**RECORDS SHOWN**:
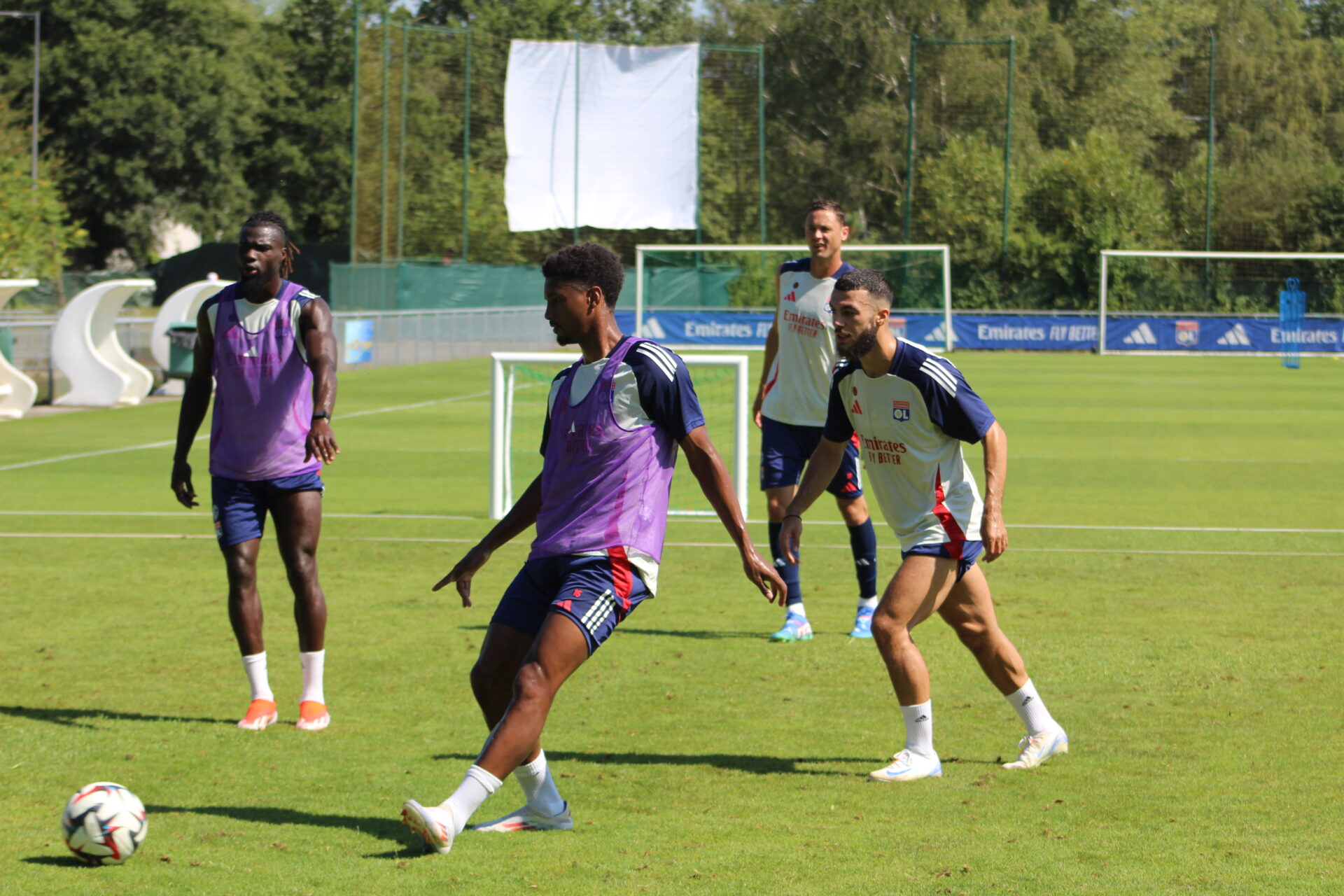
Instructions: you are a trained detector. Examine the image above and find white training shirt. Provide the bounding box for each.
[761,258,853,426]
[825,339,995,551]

--

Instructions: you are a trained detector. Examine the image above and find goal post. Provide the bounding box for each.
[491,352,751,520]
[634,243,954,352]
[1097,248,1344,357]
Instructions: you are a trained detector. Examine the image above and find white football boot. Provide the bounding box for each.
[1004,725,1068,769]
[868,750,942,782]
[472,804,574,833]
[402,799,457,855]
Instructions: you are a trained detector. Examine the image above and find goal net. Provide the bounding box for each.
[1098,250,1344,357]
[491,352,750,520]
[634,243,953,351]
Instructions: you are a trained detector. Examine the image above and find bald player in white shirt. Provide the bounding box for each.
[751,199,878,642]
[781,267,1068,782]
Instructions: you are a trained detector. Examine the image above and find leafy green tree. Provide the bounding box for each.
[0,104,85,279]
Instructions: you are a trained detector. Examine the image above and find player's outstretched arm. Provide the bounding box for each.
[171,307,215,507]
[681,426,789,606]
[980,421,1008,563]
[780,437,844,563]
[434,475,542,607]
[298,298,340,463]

**BRIEF**: Render everything from the line containing "white shirt. Provide the bounding box for each." down to the line containing "[298,298,340,463]" as a Markdown table, skipping blank lines. Use two columns, Row and Line, with a row number and the line in each.

**COMPLETE ANSWER**:
| Row | Line |
|---|---|
| 1 | Instructions: you are a trained detector. Examine the image above and find bald player in white shirt. Provide the bounding box for each. |
| 2 | [751,199,878,642] |
| 3 | [781,267,1068,782] |
| 4 | Instructions: you are a trained detector. Examine the image above and find leafy green tree. Provide the bounding box for each. |
| 5 | [0,104,85,279] |
| 6 | Instructions: you are a trained detector. Examine the image above and find player's outstretched arm. Provide the bounding box for each. |
| 7 | [171,307,215,507] |
| 8 | [681,426,789,606] |
| 9 | [980,421,1008,563] |
| 10 | [780,437,844,563] |
| 11 | [434,475,542,607] |
| 12 | [298,298,340,463] |